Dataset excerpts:
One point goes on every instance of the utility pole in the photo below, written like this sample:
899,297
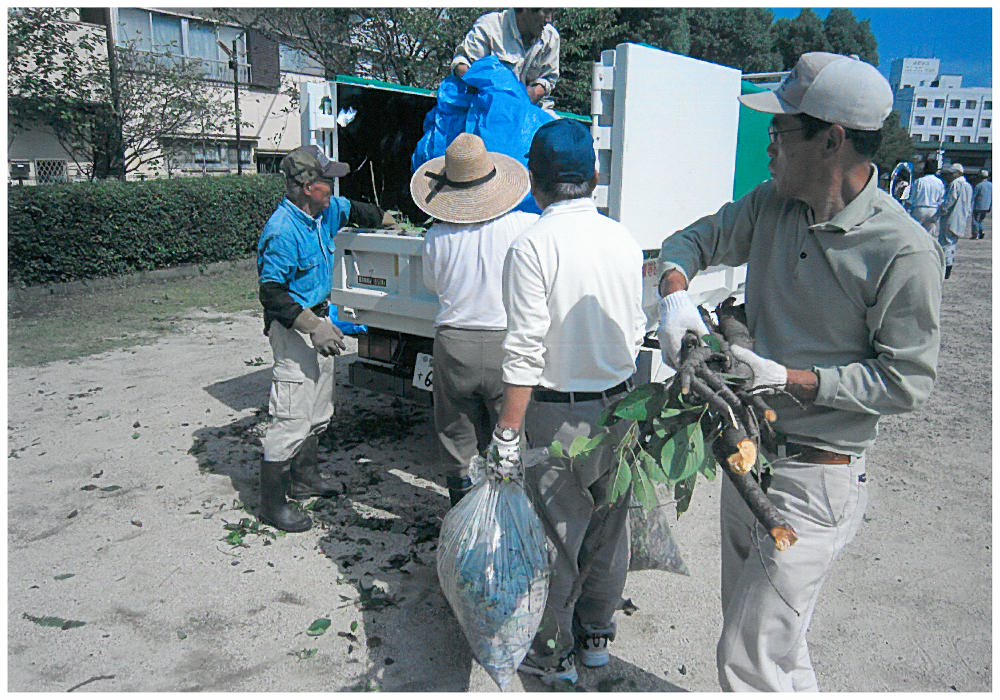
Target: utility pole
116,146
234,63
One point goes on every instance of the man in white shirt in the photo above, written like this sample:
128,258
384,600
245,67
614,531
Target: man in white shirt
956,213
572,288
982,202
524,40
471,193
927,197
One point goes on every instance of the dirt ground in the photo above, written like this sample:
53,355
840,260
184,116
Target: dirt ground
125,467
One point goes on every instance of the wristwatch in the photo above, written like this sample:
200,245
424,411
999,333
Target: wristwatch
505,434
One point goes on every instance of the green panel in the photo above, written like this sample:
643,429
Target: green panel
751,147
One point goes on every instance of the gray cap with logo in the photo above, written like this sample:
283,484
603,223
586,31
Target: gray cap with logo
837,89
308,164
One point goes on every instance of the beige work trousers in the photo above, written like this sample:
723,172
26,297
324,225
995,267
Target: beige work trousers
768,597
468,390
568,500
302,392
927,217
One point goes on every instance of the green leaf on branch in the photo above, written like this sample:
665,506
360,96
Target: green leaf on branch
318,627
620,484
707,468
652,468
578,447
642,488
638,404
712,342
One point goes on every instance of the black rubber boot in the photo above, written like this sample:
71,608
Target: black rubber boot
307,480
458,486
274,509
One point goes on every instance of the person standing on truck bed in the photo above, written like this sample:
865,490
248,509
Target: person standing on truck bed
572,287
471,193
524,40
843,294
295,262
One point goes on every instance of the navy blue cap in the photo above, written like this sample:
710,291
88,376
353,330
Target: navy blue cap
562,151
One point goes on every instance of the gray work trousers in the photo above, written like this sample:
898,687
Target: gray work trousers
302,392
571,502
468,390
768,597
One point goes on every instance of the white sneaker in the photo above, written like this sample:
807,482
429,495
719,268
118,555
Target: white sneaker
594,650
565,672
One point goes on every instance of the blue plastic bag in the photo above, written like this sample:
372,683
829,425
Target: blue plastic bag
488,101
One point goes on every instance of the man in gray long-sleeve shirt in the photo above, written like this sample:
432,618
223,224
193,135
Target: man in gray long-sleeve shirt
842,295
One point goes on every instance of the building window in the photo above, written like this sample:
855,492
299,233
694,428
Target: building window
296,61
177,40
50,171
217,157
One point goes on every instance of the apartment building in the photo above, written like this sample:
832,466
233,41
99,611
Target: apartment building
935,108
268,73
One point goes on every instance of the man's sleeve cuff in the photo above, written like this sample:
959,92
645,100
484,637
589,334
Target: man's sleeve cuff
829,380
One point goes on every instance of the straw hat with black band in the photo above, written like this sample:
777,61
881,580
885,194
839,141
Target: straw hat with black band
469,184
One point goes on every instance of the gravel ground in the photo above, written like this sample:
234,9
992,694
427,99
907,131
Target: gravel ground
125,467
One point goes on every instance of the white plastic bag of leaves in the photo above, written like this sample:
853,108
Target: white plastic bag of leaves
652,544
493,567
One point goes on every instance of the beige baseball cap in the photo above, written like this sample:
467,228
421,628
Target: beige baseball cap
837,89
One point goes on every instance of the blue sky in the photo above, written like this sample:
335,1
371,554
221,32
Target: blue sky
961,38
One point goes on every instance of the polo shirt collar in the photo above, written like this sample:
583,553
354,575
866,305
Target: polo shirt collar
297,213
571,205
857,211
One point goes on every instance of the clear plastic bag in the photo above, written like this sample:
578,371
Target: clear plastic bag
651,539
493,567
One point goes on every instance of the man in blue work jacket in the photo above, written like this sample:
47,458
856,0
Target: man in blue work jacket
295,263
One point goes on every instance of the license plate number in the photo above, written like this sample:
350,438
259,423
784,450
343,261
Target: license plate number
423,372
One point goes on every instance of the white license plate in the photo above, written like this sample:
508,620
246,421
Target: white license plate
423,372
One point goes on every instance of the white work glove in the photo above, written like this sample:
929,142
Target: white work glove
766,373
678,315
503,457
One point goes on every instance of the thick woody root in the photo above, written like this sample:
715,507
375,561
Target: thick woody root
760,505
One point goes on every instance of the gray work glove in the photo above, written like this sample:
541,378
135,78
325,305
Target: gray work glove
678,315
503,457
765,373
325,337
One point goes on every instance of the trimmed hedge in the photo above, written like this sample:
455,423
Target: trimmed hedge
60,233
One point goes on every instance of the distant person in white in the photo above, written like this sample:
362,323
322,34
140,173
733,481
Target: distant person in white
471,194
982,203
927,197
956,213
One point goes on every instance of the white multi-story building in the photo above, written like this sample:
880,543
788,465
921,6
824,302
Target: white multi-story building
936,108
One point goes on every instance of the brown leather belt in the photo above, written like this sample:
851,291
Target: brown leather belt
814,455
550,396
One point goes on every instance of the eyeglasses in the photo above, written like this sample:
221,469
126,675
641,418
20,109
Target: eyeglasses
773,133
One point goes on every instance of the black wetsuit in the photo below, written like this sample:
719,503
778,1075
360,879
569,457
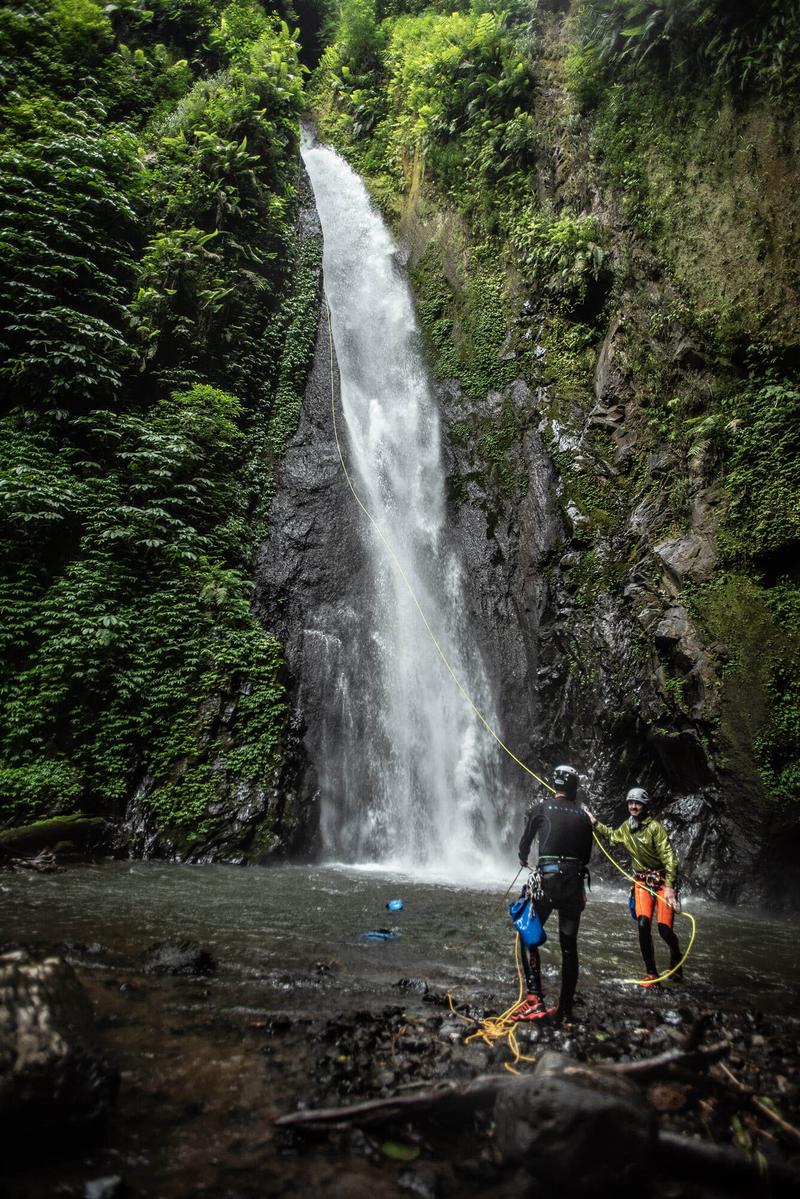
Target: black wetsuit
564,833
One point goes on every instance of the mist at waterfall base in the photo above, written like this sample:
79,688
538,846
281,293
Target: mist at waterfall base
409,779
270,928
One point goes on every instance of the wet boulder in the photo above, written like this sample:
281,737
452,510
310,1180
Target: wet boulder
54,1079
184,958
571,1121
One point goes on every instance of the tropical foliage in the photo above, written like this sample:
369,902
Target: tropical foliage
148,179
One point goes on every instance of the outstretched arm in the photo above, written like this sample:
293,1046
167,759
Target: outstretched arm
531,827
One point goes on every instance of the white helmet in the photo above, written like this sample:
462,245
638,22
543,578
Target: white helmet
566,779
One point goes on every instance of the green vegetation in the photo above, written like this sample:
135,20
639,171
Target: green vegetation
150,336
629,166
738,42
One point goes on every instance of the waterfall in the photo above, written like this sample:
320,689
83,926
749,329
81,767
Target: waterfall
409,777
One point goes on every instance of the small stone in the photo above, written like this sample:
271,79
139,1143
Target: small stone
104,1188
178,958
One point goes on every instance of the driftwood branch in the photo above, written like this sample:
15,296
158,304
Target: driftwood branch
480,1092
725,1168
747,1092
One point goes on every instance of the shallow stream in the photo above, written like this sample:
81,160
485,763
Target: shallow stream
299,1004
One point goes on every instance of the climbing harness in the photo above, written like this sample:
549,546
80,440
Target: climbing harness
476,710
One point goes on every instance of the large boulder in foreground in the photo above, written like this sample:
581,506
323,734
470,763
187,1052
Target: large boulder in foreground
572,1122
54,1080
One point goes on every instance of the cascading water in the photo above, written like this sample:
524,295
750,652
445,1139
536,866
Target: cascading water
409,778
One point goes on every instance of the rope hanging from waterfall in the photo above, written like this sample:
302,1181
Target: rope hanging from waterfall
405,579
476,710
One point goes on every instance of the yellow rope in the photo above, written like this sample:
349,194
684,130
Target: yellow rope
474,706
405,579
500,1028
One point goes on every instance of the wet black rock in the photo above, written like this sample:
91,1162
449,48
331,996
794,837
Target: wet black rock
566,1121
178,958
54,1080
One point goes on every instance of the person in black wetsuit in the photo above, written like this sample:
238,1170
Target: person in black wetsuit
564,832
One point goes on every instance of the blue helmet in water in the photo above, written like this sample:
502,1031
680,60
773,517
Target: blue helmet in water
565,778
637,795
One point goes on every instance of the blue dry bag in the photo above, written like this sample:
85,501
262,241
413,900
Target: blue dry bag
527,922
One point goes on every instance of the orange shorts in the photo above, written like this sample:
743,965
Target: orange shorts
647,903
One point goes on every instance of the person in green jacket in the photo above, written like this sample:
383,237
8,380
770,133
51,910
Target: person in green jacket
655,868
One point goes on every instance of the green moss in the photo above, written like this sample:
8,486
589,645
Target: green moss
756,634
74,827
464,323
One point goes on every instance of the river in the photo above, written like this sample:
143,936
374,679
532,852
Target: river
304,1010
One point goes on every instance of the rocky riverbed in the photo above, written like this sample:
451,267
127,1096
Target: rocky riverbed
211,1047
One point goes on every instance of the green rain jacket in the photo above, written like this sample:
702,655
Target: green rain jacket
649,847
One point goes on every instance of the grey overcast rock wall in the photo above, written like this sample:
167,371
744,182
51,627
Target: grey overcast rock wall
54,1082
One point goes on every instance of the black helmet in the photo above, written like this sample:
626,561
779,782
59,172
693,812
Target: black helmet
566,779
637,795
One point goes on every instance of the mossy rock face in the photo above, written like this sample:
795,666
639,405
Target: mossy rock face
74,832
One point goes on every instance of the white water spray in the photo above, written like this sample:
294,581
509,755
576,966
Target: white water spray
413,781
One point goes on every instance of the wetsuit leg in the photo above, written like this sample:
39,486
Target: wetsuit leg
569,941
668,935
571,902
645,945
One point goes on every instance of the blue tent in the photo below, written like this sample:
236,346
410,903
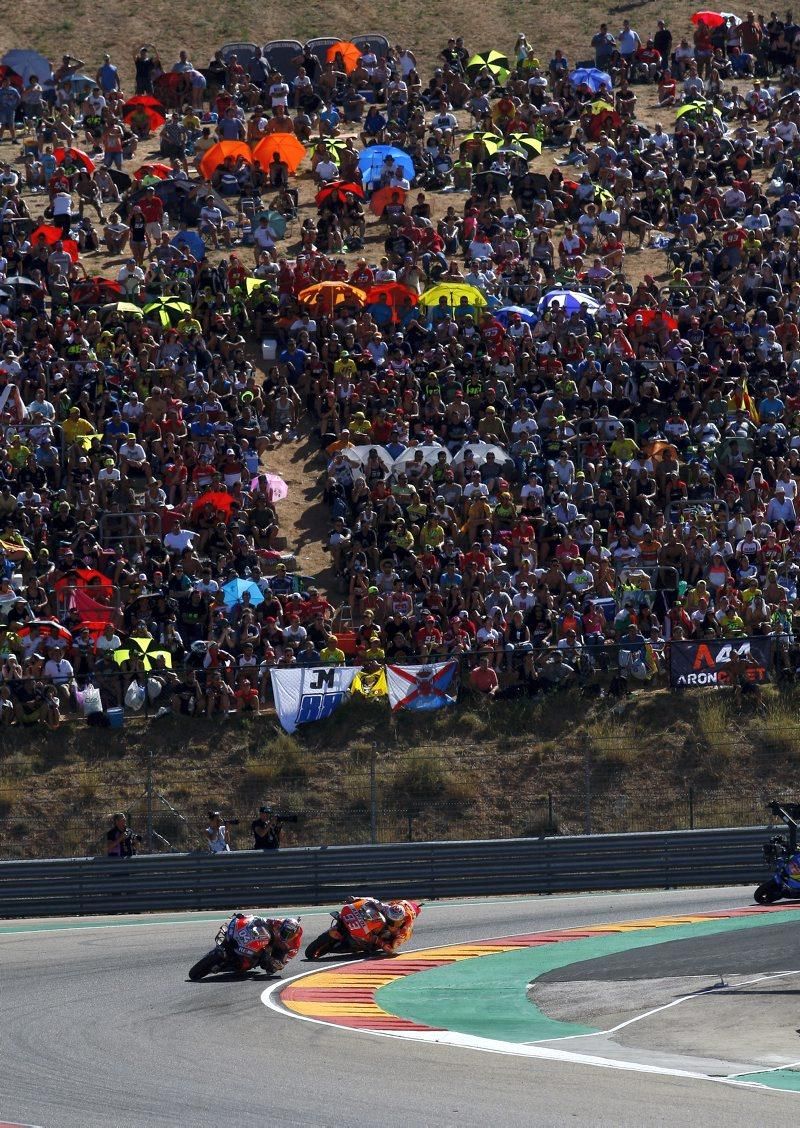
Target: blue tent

**What is expected:** All lines above with "tent" in them should be returned.

**Task answer:**
One point goes on every instance of the blue tent in the photo below, written like this sample:
Target: blue tent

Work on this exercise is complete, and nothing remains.